> [About this task]: Repeat the data word for word and skip the pictures.

> [Data records]:
*** Begin section ***
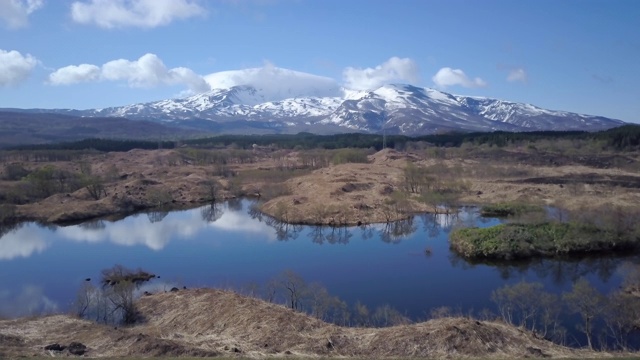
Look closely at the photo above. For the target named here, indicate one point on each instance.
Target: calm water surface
(41, 268)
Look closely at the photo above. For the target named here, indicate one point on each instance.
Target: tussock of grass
(206, 322)
(508, 209)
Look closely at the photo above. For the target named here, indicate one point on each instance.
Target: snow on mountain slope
(408, 109)
(275, 84)
(281, 98)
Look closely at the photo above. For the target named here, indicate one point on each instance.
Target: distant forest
(624, 138)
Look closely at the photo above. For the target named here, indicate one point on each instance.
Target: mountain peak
(279, 100)
(275, 84)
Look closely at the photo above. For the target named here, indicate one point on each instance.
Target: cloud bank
(146, 72)
(275, 83)
(393, 70)
(15, 13)
(517, 74)
(447, 76)
(111, 14)
(15, 67)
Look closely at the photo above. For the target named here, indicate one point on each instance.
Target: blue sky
(581, 55)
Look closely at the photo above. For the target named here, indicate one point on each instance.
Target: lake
(229, 246)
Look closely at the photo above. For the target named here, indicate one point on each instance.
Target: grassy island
(512, 241)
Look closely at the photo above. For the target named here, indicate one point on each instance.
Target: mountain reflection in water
(232, 244)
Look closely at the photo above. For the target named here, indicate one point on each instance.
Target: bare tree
(588, 303)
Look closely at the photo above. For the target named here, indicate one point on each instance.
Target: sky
(574, 55)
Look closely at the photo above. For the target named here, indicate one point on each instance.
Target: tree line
(624, 138)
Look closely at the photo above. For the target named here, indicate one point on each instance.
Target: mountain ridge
(394, 108)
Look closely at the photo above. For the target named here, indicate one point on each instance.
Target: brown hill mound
(206, 322)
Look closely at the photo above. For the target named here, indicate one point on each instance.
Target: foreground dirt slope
(208, 322)
(336, 194)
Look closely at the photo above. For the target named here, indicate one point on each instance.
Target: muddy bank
(207, 322)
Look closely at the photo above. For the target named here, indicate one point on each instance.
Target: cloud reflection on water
(22, 242)
(30, 300)
(133, 230)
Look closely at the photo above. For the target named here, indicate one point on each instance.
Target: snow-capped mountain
(270, 99)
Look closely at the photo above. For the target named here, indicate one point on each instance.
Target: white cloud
(148, 71)
(393, 70)
(15, 13)
(135, 13)
(15, 67)
(450, 77)
(73, 74)
(518, 74)
(274, 83)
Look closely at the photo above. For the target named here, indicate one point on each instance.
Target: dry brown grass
(340, 194)
(206, 322)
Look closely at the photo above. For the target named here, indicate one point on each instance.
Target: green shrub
(508, 209)
(510, 241)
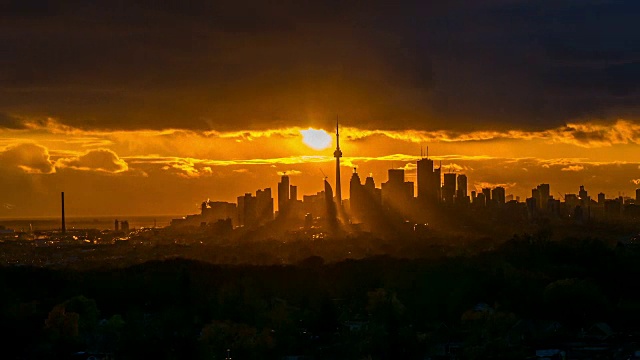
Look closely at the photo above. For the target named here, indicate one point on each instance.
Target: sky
(141, 108)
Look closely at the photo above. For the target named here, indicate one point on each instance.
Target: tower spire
(338, 154)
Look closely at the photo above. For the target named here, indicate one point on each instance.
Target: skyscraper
(338, 154)
(544, 195)
(283, 194)
(498, 195)
(449, 187)
(461, 194)
(356, 195)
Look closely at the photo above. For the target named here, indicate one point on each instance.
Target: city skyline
(147, 110)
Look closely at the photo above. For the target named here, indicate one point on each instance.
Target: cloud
(479, 185)
(573, 168)
(30, 158)
(290, 173)
(102, 160)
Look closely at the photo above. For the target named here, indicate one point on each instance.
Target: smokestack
(64, 227)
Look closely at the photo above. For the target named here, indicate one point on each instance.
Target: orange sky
(137, 172)
(152, 107)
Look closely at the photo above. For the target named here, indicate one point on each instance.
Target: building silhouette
(283, 195)
(338, 154)
(397, 194)
(461, 193)
(498, 195)
(428, 180)
(449, 188)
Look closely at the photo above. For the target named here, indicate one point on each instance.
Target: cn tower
(338, 154)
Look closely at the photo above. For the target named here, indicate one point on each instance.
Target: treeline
(379, 307)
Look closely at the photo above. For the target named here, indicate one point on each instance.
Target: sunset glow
(316, 139)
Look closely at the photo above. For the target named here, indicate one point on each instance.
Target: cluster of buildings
(368, 203)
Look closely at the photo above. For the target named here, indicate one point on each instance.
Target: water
(98, 222)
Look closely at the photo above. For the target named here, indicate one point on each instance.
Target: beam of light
(316, 139)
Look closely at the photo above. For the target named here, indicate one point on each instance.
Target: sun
(316, 139)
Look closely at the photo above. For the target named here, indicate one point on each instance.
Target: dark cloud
(27, 157)
(223, 65)
(10, 122)
(95, 160)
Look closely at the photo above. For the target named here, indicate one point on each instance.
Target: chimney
(64, 227)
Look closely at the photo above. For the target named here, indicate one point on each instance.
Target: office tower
(264, 205)
(584, 196)
(487, 195)
(535, 194)
(396, 193)
(437, 185)
(373, 194)
(283, 194)
(356, 194)
(428, 181)
(498, 195)
(543, 195)
(449, 188)
(461, 194)
(338, 154)
(64, 225)
(330, 205)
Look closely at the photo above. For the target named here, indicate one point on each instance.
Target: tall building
(283, 194)
(449, 188)
(601, 198)
(428, 181)
(338, 154)
(487, 195)
(247, 210)
(461, 194)
(356, 195)
(543, 195)
(498, 195)
(396, 193)
(264, 205)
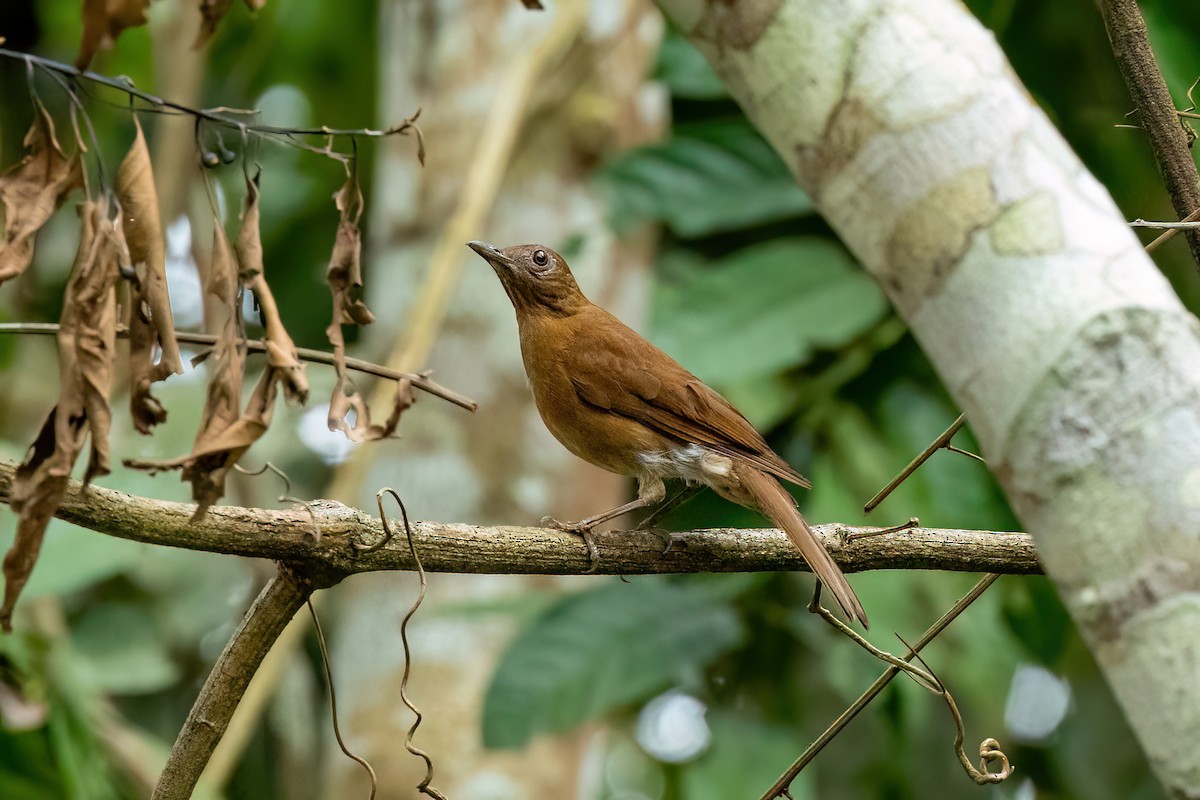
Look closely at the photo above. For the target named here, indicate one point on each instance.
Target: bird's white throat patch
(693, 463)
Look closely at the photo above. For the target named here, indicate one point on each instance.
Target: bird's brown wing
(616, 370)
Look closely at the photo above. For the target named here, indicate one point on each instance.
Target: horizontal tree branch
(325, 542)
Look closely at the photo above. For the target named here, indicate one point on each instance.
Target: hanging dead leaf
(345, 272)
(361, 429)
(103, 20)
(281, 352)
(222, 278)
(149, 318)
(225, 433)
(207, 465)
(345, 278)
(87, 346)
(33, 191)
(211, 13)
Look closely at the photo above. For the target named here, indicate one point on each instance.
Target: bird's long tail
(777, 504)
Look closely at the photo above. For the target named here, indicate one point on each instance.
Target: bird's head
(535, 277)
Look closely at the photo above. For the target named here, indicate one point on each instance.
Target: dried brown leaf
(211, 13)
(345, 278)
(225, 433)
(281, 352)
(149, 318)
(33, 191)
(87, 343)
(210, 459)
(345, 272)
(222, 278)
(103, 20)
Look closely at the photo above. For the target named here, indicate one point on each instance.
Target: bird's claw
(583, 531)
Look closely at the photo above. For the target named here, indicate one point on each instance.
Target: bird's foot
(581, 529)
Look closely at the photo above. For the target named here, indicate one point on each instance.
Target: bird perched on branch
(621, 403)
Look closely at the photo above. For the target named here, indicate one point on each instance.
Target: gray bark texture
(1075, 364)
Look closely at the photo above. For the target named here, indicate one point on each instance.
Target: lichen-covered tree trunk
(1074, 361)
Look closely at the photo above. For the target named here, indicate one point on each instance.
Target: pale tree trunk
(1075, 364)
(498, 465)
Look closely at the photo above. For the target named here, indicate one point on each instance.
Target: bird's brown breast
(551, 350)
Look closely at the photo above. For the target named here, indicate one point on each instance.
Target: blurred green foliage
(756, 295)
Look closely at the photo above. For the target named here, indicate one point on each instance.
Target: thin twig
(989, 749)
(937, 444)
(258, 346)
(780, 786)
(1165, 226)
(214, 115)
(424, 786)
(333, 702)
(287, 488)
(1171, 234)
(923, 678)
(209, 717)
(1156, 109)
(927, 678)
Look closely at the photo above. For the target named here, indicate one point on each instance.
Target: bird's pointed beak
(490, 253)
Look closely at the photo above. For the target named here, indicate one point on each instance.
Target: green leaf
(745, 753)
(598, 649)
(123, 651)
(763, 308)
(707, 178)
(75, 559)
(685, 71)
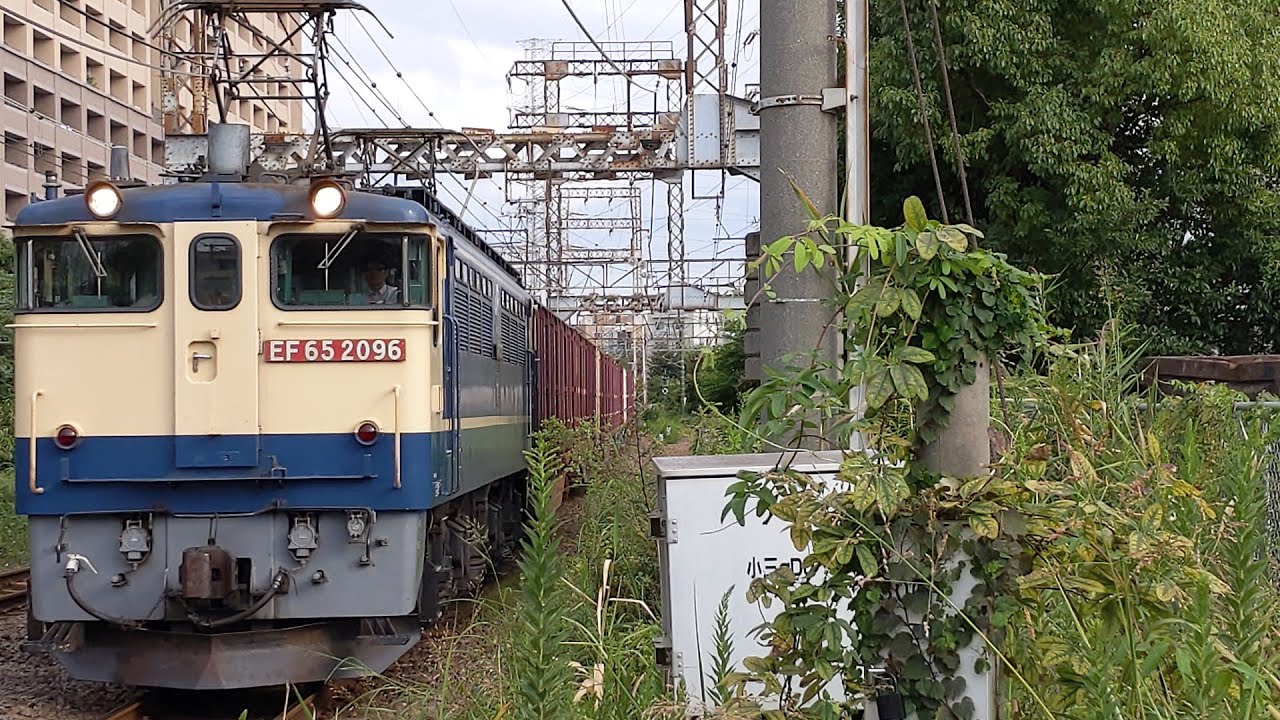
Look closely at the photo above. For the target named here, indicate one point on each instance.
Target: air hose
(278, 583)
*** End section ***
> [Written response]:
Look closely at the photo above. For the target named here, indicate one point on each instance.
Target: calm water surface
(41, 268)
Look closely at the photo above. For the target named here, indicate one point on each instance.
Target: tussock of grass
(206, 322)
(508, 209)
Look closely at the photo above. For the target named here, indicate one point on each instance.
Target: snow on mountain slope
(408, 109)
(275, 84)
(281, 98)
Look closely at the photo above. For the target named here, indicate one point on each instance.
Target: distant forest
(624, 138)
Look closely at the photo above. For the target named here, indicate one point on each instance.
Target: mountain peak
(279, 100)
(275, 84)
Look closely at the photo above. For the target named here, indicate one point on each instance.
Target: cloud bank
(146, 72)
(275, 83)
(393, 70)
(15, 13)
(517, 74)
(447, 76)
(111, 14)
(15, 67)
Look closely at the photo above. For the target named here, indicate one point on each instance.
Target: blue sky
(581, 55)
Look closely at the photo above. For the target named here, indicate one point on each instance.
Target: lake
(229, 246)
Look closely at the photo above. For the target named here, indicate one point on each instance.
Target: grassy island
(512, 241)
Look closely at the photo above. For the target named here, indicate one point on each instance.
Target: mountain reflection in water
(232, 244)
Look closely at the photo above. For the target named here, indicate one point on each instance.
Target: bare tree
(588, 303)
Look closely at the photo above. For the target named here, indicate one point on each instance.
Target: sky
(574, 55)
Look closely at the photo above. For the target named here, indicate one point on each instance.
Target: tree line
(624, 138)
Look closely at the photo above. For the target named here, indicate one point on each instance.
Target: mountain ridge
(394, 108)
Look closely at the photo above. For the target named here, indicate one point on each instance.
Target: brown hill mound
(206, 322)
Look closely at the photo above. For the target named here, indicate one point on each instance.
Target: foreground dirt slope
(208, 322)
(336, 194)
Look closely at the photo above. For the target named here, indicate one point on each instance.
Target: muddy bank
(207, 322)
Look closely at the photo above. For the target named here, indicate one point on each instance.
Target: cloud reflection on water
(22, 242)
(30, 300)
(133, 230)
Look closely at the photo above. For the target named here, indicate one point on each instance.
Target: snow-capped mountain
(270, 99)
Look closely at the photo above. For the target named here, indicate one point on each instance.
Target: white cloud
(148, 71)
(393, 70)
(15, 13)
(135, 13)
(15, 67)
(450, 77)
(73, 74)
(518, 74)
(274, 83)
Look closely at the photo above. For the target named here, indicate one point on each instance.
Target: dry brown grass
(340, 194)
(206, 322)
Look closely at the photo above. For the target named here, indicate one point on each instance.
Target: green shrub
(508, 209)
(510, 241)
Look closely at the photo above. For the target named here, indicate one point on each instance.
Target: sky
(141, 108)
Look closely at the photo above. For the target named here, indicate one point on each instance.
Target: tower spire
(338, 154)
Look closely at the photo above. For the target named here, indicate one point on each instance.
Target: skyscraper
(338, 154)
(544, 195)
(283, 194)
(498, 195)
(449, 187)
(461, 194)
(356, 195)
Look closely at the photo above. For the target named here, indicate one point on each instance.
Target: city skyline
(147, 110)
Look closely at the photo above. For the target named here, indicate one point on each instance.
Target: cloud
(479, 185)
(573, 168)
(30, 158)
(290, 173)
(102, 160)
Look closely at the photo above. For the target named here, indicate one point on each instance.
Target: smokestack
(64, 227)
Look closely at the photo above. For the target named here, indicate one point on each instance.
Target: orange sky
(137, 172)
(152, 107)
Look closely at the photo above. For the target named here, indicate one point on each instance.
Target: building silhouette
(283, 195)
(338, 154)
(397, 194)
(461, 193)
(498, 195)
(428, 180)
(449, 188)
Look closely at the photo above. For the target named here, indicate one point on each instance.
Target: cn tower
(338, 154)
Look closely at the photo above. For the target named here, indicate one point on each instance.
Target: treeline
(379, 307)
Look closely at the photo above. For the target named here, indicate one point on each instance.
Target: sunset glow
(316, 139)
Look closely at the photo above. For the target named here, indicate one point on each instance.
Target: cluster of buildings
(368, 203)
Look closely at the photo above. For the target named here, indicate one point on each instance.
Target: water
(98, 222)
Look closely at the photo above. For the target named here, indicate one point on each instance.
Target: beam of light
(316, 139)
Look closely at the photo above. For the target named here, indicate one point on each instance.
Target: sun
(316, 139)
Look closely at the photo above. For the target named here, indicate one point on each instance.
Target: dark cloud
(27, 157)
(223, 65)
(10, 122)
(95, 160)
Look closely at the photo above. For the target named here, indicate one point on each instance.
Target: chimney
(64, 227)
Look closely at the photo above. For the target named here, indicate one point on each instance.
Target: office tower
(264, 205)
(584, 196)
(487, 195)
(535, 194)
(396, 193)
(437, 185)
(373, 194)
(283, 194)
(356, 194)
(428, 181)
(498, 195)
(543, 195)
(449, 188)
(461, 194)
(338, 154)
(64, 225)
(330, 205)
Look closely at the photo above. For the target named here, indicate one point on each instance.
Target: tall building
(283, 194)
(449, 188)
(601, 198)
(428, 181)
(338, 154)
(487, 195)
(247, 210)
(461, 194)
(356, 195)
(543, 195)
(498, 195)
(396, 193)
(264, 205)
Look closely at the photo above. For the target named here, indicate one point on each instance.
Target: bird's white throat patch
(693, 463)
Look closely at the photo above. For the target named here, indicate one point on each instance.
Target: bird's brown wing
(616, 370)
Look closely at the photo above. For the target named here, indicate one point on each instance.
Target: horizontal tree branch
(325, 542)
Look closely at the photo above. For the target named here, indicate one point on each instance.
Target: hanging dead leaf
(345, 272)
(361, 429)
(103, 20)
(281, 352)
(222, 278)
(149, 318)
(225, 433)
(207, 465)
(345, 278)
(87, 346)
(33, 191)
(211, 13)
Look closely at the photo above. For the target named here, indicate one point on each instance.
Target: bird's long tail
(777, 504)
Look closely at the photo above. For the target named here, indicate one point on each instance.
Target: bird's head
(535, 277)
Look closely at the photo above. For the target named here, indicate one point on each instance.
Target: dried brown leaf
(211, 13)
(345, 278)
(225, 433)
(281, 352)
(149, 318)
(33, 191)
(87, 343)
(210, 459)
(345, 272)
(222, 278)
(103, 20)
Look closely at the photo above. For the target named here, indicate one point on each instance.
Target: bird's claw
(583, 531)
Look closely at the photo above. For the target named here, indicate one point on each instance.
Target: bird's foot
(581, 529)
Look closely at the photo above. For the target named here, indicate one point on each instance.
Target: bird perched on branch
(621, 403)
Look closely at the photo above. For the target named here, indicate one point on each instance.
Target: gray bark texture
(1075, 364)
Look closely at the photo above. For the target named here, indicate one point on each instance.
Target: lichen-covered tree trunk
(1074, 361)
Look closely at the photo above. For the target named here, indicate one point on each instance.
Target: pale tree trunk
(1075, 364)
(498, 465)
Look closely at the photo above. For the target named here, indicate one point on each instance.
Target: bird's brown breast
(551, 350)
Look closely at the photo above. For the target named here, indicate one point on each instance.
Target: blurred green foliage
(756, 295)
Look closely at the photo above. For the target named here, indicate one point on each instance.
Target: thin twig
(989, 749)
(937, 444)
(258, 346)
(780, 786)
(1165, 226)
(214, 115)
(424, 786)
(333, 702)
(287, 488)
(1171, 234)
(923, 678)
(209, 717)
(1156, 109)
(927, 678)
Look closely at the photo above. For the target named here, indicate one point on each instance.
Target: bird's pointed beak
(490, 253)
Look closely at the photo above. For the target named here, indicate one point on each instance.
Target: green leaf
(745, 753)
(598, 649)
(123, 651)
(763, 308)
(707, 178)
(75, 559)
(685, 71)
Look closely at the photo above. For the target named here, indicate one point on each instance.
Target: air hose
(278, 583)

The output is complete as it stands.